Pointing dataset records:
★ ★ ★ ★ ★ ★ ★
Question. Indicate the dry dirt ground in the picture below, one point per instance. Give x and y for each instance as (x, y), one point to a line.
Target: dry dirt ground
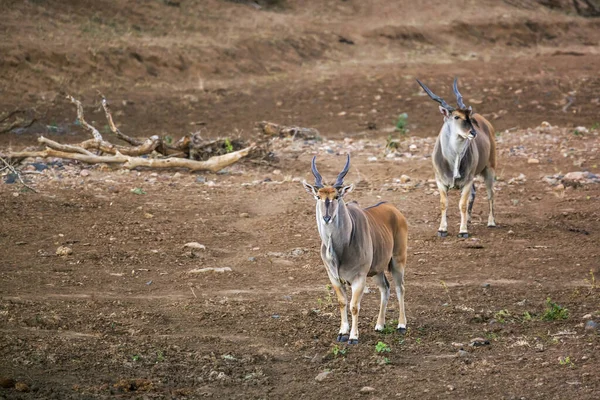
(123, 315)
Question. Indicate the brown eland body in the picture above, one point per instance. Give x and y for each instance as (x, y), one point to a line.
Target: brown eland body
(464, 149)
(356, 243)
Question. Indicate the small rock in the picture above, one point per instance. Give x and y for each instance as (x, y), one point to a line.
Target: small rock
(7, 383)
(21, 387)
(322, 376)
(194, 246)
(64, 251)
(592, 326)
(209, 269)
(462, 353)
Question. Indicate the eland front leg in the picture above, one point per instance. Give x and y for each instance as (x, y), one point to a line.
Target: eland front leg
(463, 205)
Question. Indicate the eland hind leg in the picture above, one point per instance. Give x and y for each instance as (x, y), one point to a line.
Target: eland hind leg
(397, 269)
(471, 201)
(358, 288)
(384, 288)
(488, 176)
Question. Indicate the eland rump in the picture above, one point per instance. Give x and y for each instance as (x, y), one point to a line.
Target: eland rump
(356, 243)
(465, 148)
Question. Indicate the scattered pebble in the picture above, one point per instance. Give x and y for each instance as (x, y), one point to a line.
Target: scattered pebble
(194, 246)
(477, 342)
(7, 383)
(592, 326)
(209, 269)
(21, 387)
(322, 376)
(64, 251)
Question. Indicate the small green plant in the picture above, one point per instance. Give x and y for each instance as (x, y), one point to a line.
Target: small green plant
(502, 315)
(446, 290)
(338, 351)
(554, 311)
(566, 361)
(592, 282)
(228, 146)
(527, 317)
(381, 347)
(389, 329)
(392, 143)
(401, 123)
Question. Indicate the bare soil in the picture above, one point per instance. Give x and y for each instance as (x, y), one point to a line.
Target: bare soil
(123, 316)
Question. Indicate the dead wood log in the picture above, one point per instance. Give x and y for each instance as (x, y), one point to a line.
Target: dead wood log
(87, 126)
(113, 127)
(213, 164)
(295, 132)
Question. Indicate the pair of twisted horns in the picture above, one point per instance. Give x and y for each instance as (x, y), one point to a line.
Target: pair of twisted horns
(339, 182)
(442, 102)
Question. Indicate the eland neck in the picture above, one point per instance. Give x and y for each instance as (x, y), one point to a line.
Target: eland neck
(453, 148)
(339, 230)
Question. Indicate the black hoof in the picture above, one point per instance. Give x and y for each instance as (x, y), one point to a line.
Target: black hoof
(342, 337)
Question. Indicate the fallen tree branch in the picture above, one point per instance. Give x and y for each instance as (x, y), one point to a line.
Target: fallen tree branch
(14, 171)
(87, 126)
(113, 127)
(214, 164)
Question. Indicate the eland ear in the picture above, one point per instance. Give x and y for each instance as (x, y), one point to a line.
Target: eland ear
(345, 190)
(445, 112)
(310, 189)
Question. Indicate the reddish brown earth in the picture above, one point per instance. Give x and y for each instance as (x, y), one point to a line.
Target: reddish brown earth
(123, 316)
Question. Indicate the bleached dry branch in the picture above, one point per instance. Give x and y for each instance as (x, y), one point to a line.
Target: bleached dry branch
(87, 126)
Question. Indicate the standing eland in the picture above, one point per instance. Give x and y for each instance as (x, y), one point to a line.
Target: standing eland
(465, 148)
(356, 243)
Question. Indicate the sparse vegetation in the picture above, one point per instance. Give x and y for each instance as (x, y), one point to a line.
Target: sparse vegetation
(554, 311)
(381, 347)
(338, 351)
(401, 123)
(566, 361)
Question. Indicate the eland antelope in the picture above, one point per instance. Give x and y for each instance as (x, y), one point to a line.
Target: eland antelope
(356, 243)
(465, 148)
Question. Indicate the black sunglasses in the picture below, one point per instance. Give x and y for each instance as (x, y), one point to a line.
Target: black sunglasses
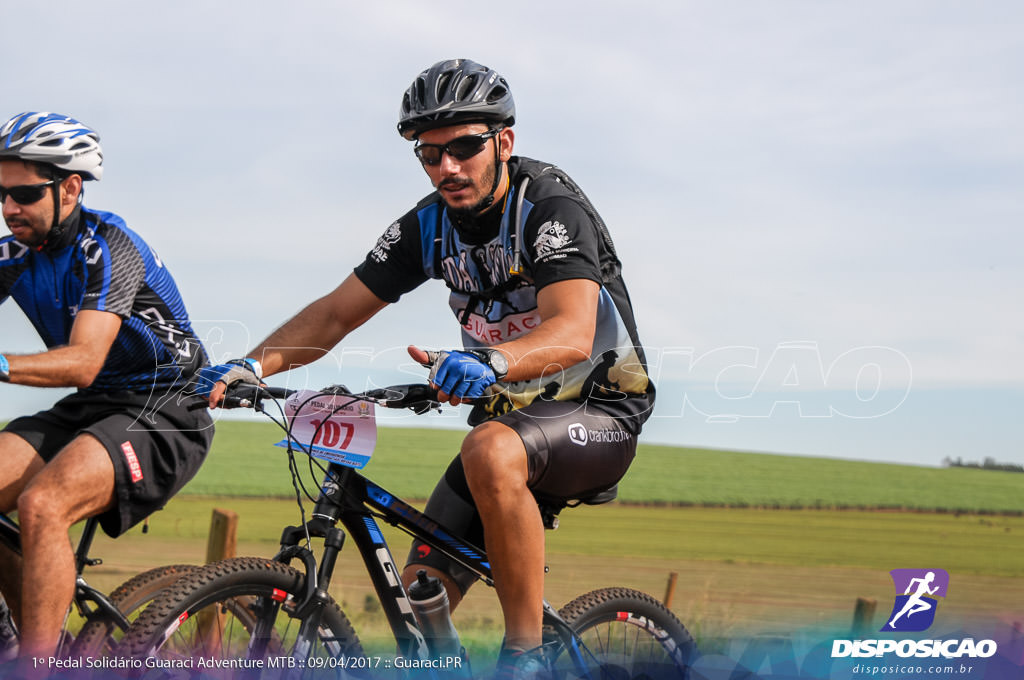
(460, 149)
(26, 194)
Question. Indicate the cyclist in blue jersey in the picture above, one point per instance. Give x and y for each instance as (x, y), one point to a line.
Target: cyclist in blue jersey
(551, 359)
(115, 328)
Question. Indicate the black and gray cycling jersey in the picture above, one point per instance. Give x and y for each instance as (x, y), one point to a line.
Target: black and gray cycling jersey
(559, 237)
(98, 263)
★ ★ ★ ★ ★ ★ ★
**Task description**
Reproduce all of the data above word for word, leaving out the pictures.

**Exercise solution**
Question. Indicate the dry dirt ground in the picture below, one point per instance. Give x and y for each instance as (x, y), one point to a line.
Target: dry dirt ground
(123, 315)
Question. Indicate the brown eland body in the picture above, one point per instance. Give x and y for each instance as (x, y), one point to a line.
Target: brown eland body
(464, 149)
(356, 243)
Question. Indicate the small rock in the picture above, one point per instance. Give x and y for each instance as (x, y), one point to a line.
Target: small rock
(7, 383)
(21, 387)
(322, 376)
(194, 246)
(64, 251)
(592, 326)
(209, 269)
(462, 353)
Question. Indicate the eland front leg in the picture above, one point per instance. Give x and y for each instance as (x, y), one point to a line.
Target: eland front leg
(463, 205)
Question. Indicate the eland hind leg in the picture above, one point per instance. Give x and y for each instance as (x, y), one point to a line.
Target: eland hind leg
(397, 269)
(471, 201)
(358, 288)
(384, 288)
(488, 176)
Question. Indicate the eland rump in the picture above, one point per instance. Give x and y for each instance as (x, y), one point to a line.
Target: eland rump
(356, 243)
(465, 148)
Question. Indicate the scattered pebble in the picture above, one point per instance. Give x and y for each instance as (x, y), one point to a line.
Target: scattered pebble
(194, 246)
(477, 342)
(7, 383)
(592, 326)
(209, 269)
(21, 387)
(322, 376)
(64, 251)
Question. Indicate the small green plant in the picture above, one point per instance. Give x and y for each instance as (x, y), one point to a line.
Target: small green plant
(502, 315)
(446, 290)
(338, 351)
(554, 311)
(566, 361)
(592, 282)
(228, 146)
(527, 317)
(381, 347)
(389, 329)
(392, 143)
(401, 123)
Question. Indicate the bare soil in the picture above, one point per instance. Give x and y for each instance as (x, y), one point to a line.
Target: bare soil
(123, 316)
Question. Indicate the dead wood log in the picture above, one point per instance. Give x and y for each instance as (x, y), one point to a line.
Target: dead wood log
(87, 126)
(113, 127)
(213, 164)
(295, 132)
Question. Indicate the pair of twisted horns in the picture above, one point per instance. Give x and y for each instance as (x, y), one point to a line.
Target: pair of twisted horns
(339, 182)
(442, 102)
Question. Indicate the eland neck in the picture above, one point per instance. Give x and y for each instance as (x, y), one point to a line.
Target: eland neck
(453, 148)
(339, 230)
Question. Indicate the black hoof in the picture above, one point per instance. Give x and y for each instance as (x, y), one point to a line.
Target: black hoof
(342, 337)
Question. Indicate the fallen tree branch in the picture above, one point per instance. Give x and y for each instance as (x, y), one point to a line.
Target: fallen tree branch
(14, 171)
(87, 126)
(113, 127)
(214, 164)
Question. Indicate the eland ear in the picture above, one point per instance. Give x and y for each instance as (x, y), one point to a line.
Target: eland ear
(345, 190)
(445, 112)
(310, 189)
Question. Indicate the reddish brown earth in the picture above, one point per instance. Give x and y for each instance as (x, y), one point to a line.
Target: reddish brown earth
(123, 316)
Question. Indicate the bleached dry branch in the picture above, one point per instance. Give x and y for each instance as (x, y), one point to a line.
Target: bleached dry branch
(87, 126)
Question. Indicate the standing eland in the picture above, one point per instance. Give x and y for each instance as (x, y), one point to a line.
Target: standing eland
(465, 148)
(356, 243)
Question. Indicate the sparse vegetation in the picture above, one point per instance. Give x and y for each instance as (x, y), one point to a line.
Target: sparse vegetation
(554, 311)
(381, 347)
(338, 351)
(401, 123)
(566, 361)
Question. Indicate the eland antelope in the picture above, one point per instance. Give x and y for each instance as (x, y), one point to a line.
Target: eland antelope
(356, 243)
(465, 148)
Question. Indicate the black sunglasses in the picture below, one point per instance. Give x and y for each instance as (x, y), one point to a line.
Target: black sunglasses
(460, 149)
(26, 194)
Question. Indicate the cyclist in blue jersey in the picture above, one point per instance. Give x and y for each instance as (x, y), one point to a line.
Target: cyclist in blue jersey
(551, 359)
(115, 328)
Question. Indicate the black and gray cycling jersey in the picture above, one point per instance. Give x and y for each instance as (x, y), one point to a line.
Target: black and gray cycling jersey
(559, 237)
(98, 263)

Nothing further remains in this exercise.